--- begin ---

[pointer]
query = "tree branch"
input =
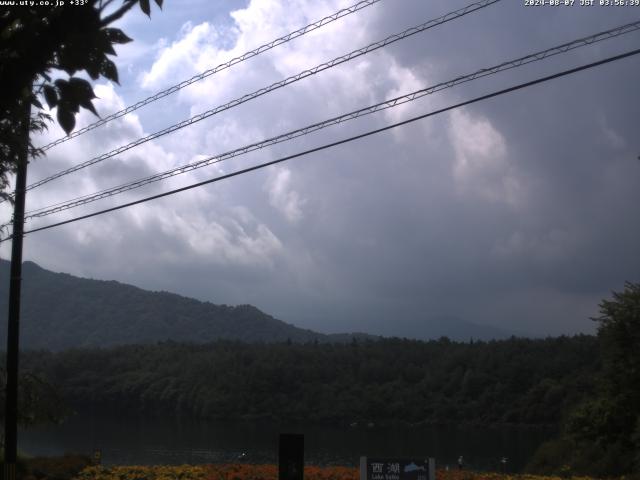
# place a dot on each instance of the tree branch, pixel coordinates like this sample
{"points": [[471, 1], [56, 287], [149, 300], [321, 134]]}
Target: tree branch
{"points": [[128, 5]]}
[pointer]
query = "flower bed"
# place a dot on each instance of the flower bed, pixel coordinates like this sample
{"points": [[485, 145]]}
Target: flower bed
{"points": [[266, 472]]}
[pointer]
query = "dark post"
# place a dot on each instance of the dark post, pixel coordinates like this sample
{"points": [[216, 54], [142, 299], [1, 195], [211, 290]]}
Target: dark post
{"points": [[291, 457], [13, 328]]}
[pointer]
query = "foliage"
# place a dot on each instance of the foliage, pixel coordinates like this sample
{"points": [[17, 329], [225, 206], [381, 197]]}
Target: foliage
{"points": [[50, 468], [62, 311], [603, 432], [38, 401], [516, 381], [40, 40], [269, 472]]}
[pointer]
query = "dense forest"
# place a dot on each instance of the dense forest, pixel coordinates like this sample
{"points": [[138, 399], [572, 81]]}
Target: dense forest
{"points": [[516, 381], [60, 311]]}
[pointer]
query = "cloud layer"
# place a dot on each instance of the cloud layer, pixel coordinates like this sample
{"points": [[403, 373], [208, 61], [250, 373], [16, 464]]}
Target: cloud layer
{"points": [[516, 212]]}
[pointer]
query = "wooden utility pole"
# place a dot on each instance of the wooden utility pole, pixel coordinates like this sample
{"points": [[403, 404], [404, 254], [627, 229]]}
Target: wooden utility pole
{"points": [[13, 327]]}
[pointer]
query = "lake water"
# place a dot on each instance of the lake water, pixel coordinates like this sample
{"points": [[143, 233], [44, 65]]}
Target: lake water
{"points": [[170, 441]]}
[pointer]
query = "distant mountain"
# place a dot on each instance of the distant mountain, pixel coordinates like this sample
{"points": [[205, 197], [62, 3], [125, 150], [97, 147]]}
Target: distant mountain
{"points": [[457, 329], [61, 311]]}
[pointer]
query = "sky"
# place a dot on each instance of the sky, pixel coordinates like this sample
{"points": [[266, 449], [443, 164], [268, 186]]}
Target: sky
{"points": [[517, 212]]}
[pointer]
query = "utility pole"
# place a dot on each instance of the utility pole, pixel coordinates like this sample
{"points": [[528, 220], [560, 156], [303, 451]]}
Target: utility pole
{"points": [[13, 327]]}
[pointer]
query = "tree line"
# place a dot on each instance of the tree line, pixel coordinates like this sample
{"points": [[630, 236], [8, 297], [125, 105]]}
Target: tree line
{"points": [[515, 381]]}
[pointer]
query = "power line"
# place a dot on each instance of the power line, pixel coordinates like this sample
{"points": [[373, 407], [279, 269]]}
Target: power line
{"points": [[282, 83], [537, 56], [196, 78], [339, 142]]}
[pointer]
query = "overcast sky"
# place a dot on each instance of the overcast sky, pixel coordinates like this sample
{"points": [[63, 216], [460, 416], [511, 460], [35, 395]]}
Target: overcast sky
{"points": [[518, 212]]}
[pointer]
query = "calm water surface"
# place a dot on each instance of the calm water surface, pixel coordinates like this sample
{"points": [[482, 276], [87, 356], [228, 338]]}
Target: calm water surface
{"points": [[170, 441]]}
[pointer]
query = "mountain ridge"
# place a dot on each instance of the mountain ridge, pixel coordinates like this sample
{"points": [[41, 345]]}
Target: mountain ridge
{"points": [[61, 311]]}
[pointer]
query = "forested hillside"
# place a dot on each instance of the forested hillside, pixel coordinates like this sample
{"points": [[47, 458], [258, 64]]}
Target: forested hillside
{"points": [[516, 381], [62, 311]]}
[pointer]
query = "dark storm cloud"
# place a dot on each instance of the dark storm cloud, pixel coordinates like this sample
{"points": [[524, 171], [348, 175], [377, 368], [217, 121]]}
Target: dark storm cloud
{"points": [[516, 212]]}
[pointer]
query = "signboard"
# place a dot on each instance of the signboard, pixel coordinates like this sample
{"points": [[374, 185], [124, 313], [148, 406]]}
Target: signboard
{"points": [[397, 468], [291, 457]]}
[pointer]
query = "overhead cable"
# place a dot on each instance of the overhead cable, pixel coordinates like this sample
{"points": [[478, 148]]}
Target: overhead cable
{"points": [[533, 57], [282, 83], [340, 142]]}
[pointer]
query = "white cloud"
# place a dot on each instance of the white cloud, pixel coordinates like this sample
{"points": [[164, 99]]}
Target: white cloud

--- end ---

* Instruction
Reproduce each record from above exactly; pictures do not belong in the copy.

* Task response
[pointer]
query = "tree branch"
input =
# place a dot on each instance of the tree branch, pixel coordinates like this sample
{"points": [[471, 1], [56, 287], [149, 300], [321, 134]]}
Target: tree branch
{"points": [[128, 5]]}
[pointer]
query = "flower bed"
# place a dot on each instance of the flower bed, pixel coordinates like this sample
{"points": [[485, 145]]}
Target: flower bed
{"points": [[266, 472]]}
[pointer]
query = "dark post"
# place a dot on each instance of the dark post, pixel coordinates like this sample
{"points": [[216, 54], [142, 299], [1, 195], [211, 290]]}
Target: dark post
{"points": [[291, 457], [13, 328]]}
[pointer]
query = "foliage"
# place a dot on each instance of the foliage, pixel coordinates like this sample
{"points": [[17, 329], [225, 206], [381, 197]]}
Target: foliage
{"points": [[50, 468], [62, 311], [603, 432], [38, 401], [516, 381], [40, 40], [269, 472]]}
[pointer]
query = "dense forest"
# place a dot on each instance of the dense forest, pixel coordinates like this sample
{"points": [[138, 399], [572, 81]]}
Target: dense forest
{"points": [[516, 381], [60, 311]]}
[pointer]
query = "cloud layer"
# place a dot on each instance of the cloud layer, pixel coordinates like this sample
{"points": [[403, 373], [208, 61], [250, 373], [16, 464]]}
Target: cloud layer
{"points": [[516, 212]]}
[pointer]
query = "wooden utility pole"
# place a dot on each instance of the wooden utility pole, pixel coordinates like this sample
{"points": [[403, 404], [404, 254], [627, 229]]}
Target: wooden utility pole
{"points": [[13, 327]]}
[pointer]
query = "lake water"
# place a dot on each instance of the lake water, pixel coordinates like this sample
{"points": [[143, 233], [44, 65]]}
Target: lake water
{"points": [[170, 441]]}
[pointer]
query = "distant mountain"
# place a dot on each instance of the distant mountain, pixel coordinates like this sample
{"points": [[205, 197], [62, 3], [125, 150], [97, 147]]}
Target: distant mountain
{"points": [[457, 329], [61, 311]]}
[pointer]
query = "sky"
# place a dot on each instance of the sky, pixel coordinates like this sample
{"points": [[266, 449], [443, 164], [268, 186]]}
Target: sky
{"points": [[517, 212]]}
[pointer]
query = "utility pole"
# place a dot on each instance of the utility pole, pixel coordinates like this sample
{"points": [[528, 220], [560, 156], [303, 451]]}
Target: utility pole
{"points": [[13, 327]]}
[pointer]
query = "tree line"
# place a dot on each instance of the tree line, pixel coordinates like this sample
{"points": [[630, 236], [8, 297], [125, 105]]}
Target: tree line
{"points": [[515, 381]]}
[pointer]
query = "power line"
# place a dot on each instance of the power line, pixel coordinates like this sample
{"points": [[373, 407], [279, 269]]}
Target: power line
{"points": [[282, 83], [537, 56], [196, 78], [339, 142]]}
[pointer]
query = "overcast sky"
# place a dot on each instance of the overcast sky, pixel coordinates like this sample
{"points": [[63, 216], [460, 416], [511, 460], [35, 395]]}
Target: overcast sky
{"points": [[518, 212]]}
[pointer]
query = "calm water surface"
# place a dot on each instance of the calm water surface, pixel coordinates like this sample
{"points": [[482, 276], [87, 356], [228, 338]]}
Target: calm water surface
{"points": [[170, 441]]}
[pointer]
query = "mountain ridge"
# place a dot on each instance of the mountain ridge, pixel coordinates like this sample
{"points": [[41, 345]]}
Target: mountain ridge
{"points": [[61, 311]]}
[pointer]
query = "forested hillside"
# place a dot on each instance of the forested hillside, pixel coordinates like this sample
{"points": [[47, 458], [258, 64]]}
Target: forested hillside
{"points": [[516, 381], [62, 311]]}
[pointer]
query = "dark storm cloud"
# place a dot on each instance of the dark storm cloud, pixel coordinates like this sample
{"points": [[524, 171], [348, 175], [377, 368], [217, 121]]}
Target: dark storm cloud
{"points": [[516, 212]]}
[pointer]
query = "signboard"
# place a dot on each instance of the signboard, pixel coordinates like this sample
{"points": [[374, 185], [124, 313], [148, 406]]}
Target: signboard
{"points": [[397, 468], [291, 457]]}
[pointer]
query = "overhead cable"
# place a dot on each instance of the overhead cable, pixel coordinates like this sample
{"points": [[478, 148]]}
Target: overhead cable
{"points": [[533, 57], [282, 83], [340, 142]]}
[pointer]
query = "white cloud"
# place a dot on each instance of the white cloud, pixel coordinates like this sample
{"points": [[164, 99]]}
Target: white cloud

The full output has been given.